▸ Task prompt
An exact transcription of all the entries below is required.

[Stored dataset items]
>>>>

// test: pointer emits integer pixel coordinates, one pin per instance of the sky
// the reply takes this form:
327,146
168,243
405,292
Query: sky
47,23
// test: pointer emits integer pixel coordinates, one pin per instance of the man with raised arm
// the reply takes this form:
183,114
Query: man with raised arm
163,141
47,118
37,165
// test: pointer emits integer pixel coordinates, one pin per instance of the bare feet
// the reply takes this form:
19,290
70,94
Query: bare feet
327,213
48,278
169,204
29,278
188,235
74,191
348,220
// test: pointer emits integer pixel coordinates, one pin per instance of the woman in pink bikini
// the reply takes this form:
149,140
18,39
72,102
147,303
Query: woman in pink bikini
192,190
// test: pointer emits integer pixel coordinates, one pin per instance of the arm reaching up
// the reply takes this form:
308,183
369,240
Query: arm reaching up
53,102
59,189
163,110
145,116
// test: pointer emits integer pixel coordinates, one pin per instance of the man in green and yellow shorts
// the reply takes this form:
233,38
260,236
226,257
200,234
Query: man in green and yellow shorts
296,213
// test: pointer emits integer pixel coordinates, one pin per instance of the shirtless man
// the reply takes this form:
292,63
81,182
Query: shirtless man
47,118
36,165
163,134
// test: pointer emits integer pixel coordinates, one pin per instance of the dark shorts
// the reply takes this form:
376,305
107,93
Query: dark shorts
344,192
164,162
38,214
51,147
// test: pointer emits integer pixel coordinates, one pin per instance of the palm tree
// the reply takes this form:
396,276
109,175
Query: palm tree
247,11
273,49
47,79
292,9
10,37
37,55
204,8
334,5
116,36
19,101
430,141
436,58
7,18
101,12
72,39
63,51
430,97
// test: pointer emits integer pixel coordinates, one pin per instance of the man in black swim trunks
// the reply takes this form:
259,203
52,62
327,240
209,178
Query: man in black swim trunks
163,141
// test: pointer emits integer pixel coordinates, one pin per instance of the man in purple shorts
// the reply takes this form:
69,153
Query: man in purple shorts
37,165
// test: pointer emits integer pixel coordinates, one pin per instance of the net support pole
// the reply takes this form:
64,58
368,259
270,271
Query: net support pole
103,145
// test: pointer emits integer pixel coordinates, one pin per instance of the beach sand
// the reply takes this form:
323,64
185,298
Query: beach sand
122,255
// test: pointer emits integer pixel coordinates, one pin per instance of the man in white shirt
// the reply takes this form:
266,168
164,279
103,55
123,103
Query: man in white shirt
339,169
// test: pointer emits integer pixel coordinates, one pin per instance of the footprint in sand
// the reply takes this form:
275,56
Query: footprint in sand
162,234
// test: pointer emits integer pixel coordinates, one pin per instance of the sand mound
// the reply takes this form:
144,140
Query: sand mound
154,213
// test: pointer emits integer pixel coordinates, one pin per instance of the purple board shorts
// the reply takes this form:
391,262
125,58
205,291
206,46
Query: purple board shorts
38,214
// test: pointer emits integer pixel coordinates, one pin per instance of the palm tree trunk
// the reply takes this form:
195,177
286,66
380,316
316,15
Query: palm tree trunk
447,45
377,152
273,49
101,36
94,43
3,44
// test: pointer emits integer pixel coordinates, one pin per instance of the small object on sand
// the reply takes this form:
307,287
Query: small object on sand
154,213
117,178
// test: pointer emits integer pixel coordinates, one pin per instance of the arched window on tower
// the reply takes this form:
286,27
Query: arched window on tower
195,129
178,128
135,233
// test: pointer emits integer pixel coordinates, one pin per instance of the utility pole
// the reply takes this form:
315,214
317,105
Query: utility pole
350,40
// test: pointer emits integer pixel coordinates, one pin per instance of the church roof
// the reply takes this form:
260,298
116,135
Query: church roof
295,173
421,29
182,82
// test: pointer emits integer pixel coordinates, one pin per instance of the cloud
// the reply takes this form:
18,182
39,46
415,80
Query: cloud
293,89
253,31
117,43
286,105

<<<<

▸ Expected answer
// test: pointer emits integer pixel coordinates, one pin per instance of the sky
// the reply takes this form:
327,146
168,243
405,292
Query: sky
47,23
// test: pointer emits integer pixel coordinates, one pin per instance of the man with raised arm
// the reply takes this form:
183,114
Query: man with raised arm
163,141
47,118
37,165
// test: pointer emits integer pixel coordinates, one pin per instance of the bare feet
// the reply takes this form:
19,290
70,94
Query: bare feet
327,213
48,278
169,204
29,278
188,235
74,191
348,220
// test: pointer emits integer pixel coordinates, one pin per instance of the woman in pink bikini
// the reply takes this form:
149,140
18,39
72,102
147,303
Query: woman in pink bikini
192,190
// test: pointer emits integer pixel coordinates, one pin per instance of the arm reaching up
// the reply takes this form:
308,183
369,240
Query: arm reaching up
53,102
59,189
163,110
145,116
// test: pointer emits integer pixel coordinates, one pin per instance of the man in green and yellow shorts
// the reply takes this form:
233,38
260,236
226,257
200,234
Query: man in green and yellow shorts
296,213
// test: pointer emits integer pixel coordinates, one pin per instance of the shirtless man
// the reply takes this form:
292,63
81,182
Query: shirtless man
47,118
36,165
163,134
// test: pointer emits integer pixel coordinates, one pin per instance of the dark shorts
// the reply takes this form:
376,305
107,93
Query: dark shorts
344,192
164,162
38,214
51,147
// test: pointer emits integer pixel coordinates, one pin per instance of the palm tree
// the reply takes this form:
396,276
109,175
Query: palm tree
247,11
273,49
47,79
292,9
10,37
37,55
204,8
334,5
116,36
19,101
430,141
436,58
7,18
101,12
72,39
63,51
430,97
// test: pointer emits integer pixel coordinates, one pin per instance of the man in black swim trunks
// the reply takes this form:
259,203
52,62
327,240
209,178
Query: man in black swim trunks
163,141
// test: pointer emits integer pixel coordinates, one pin per instance of the man in purple shorts
// the reply takes this form:
69,153
Query: man in purple shorts
37,165
// test: pointer emits integer pixel coordinates, one pin per instance of the net support pole
// the reply takes this form:
64,58
368,259
270,271
Query: net support pole
103,145
// test: pointer emits integer pixel coordinates, one pin per instance of the beach sand
// the reply takes this form:
323,64
185,298
Query: beach sand
122,255
// test: pointer emits integer pixel coordinates, one pin per instance of the man in white shirt
// the reply takes this form:
266,168
164,279
103,55
123,103
Query: man in white shirt
339,169
// test: pointer emits integer pixel coordinates, one pin per instance of the footprint in sand
// the reply takes this form:
275,56
Query: footprint in sand
162,234
// test: pointer emits integer pixel coordinates, one pin per instance of the sand mound
// the reply takes this form:
144,140
Query: sand mound
154,213
// test: pointer emits integer pixel coordinates, one pin per instance of the purple board shorts
// the reply takes this form:
391,262
125,58
205,291
206,46
Query: purple board shorts
38,214
// test: pointer emits integer pixel coordinates, one pin per instance of the palm tree trunk
// the reply takes this form:
195,177
286,66
380,316
316,15
Query: palm tree trunk
447,45
377,152
273,49
101,36
94,43
3,44
// test: pointer emits integer pixel coordinates, one pin per instance of the small object on sand
// the reply takes this form:
307,287
Query: small object on sand
154,213
117,178
// test: pointer emits integer pixel coordinates, one pin per instance of the arched window on tower
// the reply takes this form:
286,27
Query: arched window on tower
195,129
178,128
135,233
// test: pointer emits integer pixel coordinates, one pin per instance of the utility pole
// the reply takes this form:
315,214
317,105
Query: utility pole
350,40
// test: pointer emits integer pixel coordinates, one pin per instance of the church roof
// the reply takes this form:
260,298
116,135
Query: church roof
295,173
421,29
182,82
// test: pointer emits integer pixel coordinates, one pin per instance of the cloud
// the reply takes this form:
18,182
39,46
415,80
Query: cloud
293,89
253,31
117,43
286,105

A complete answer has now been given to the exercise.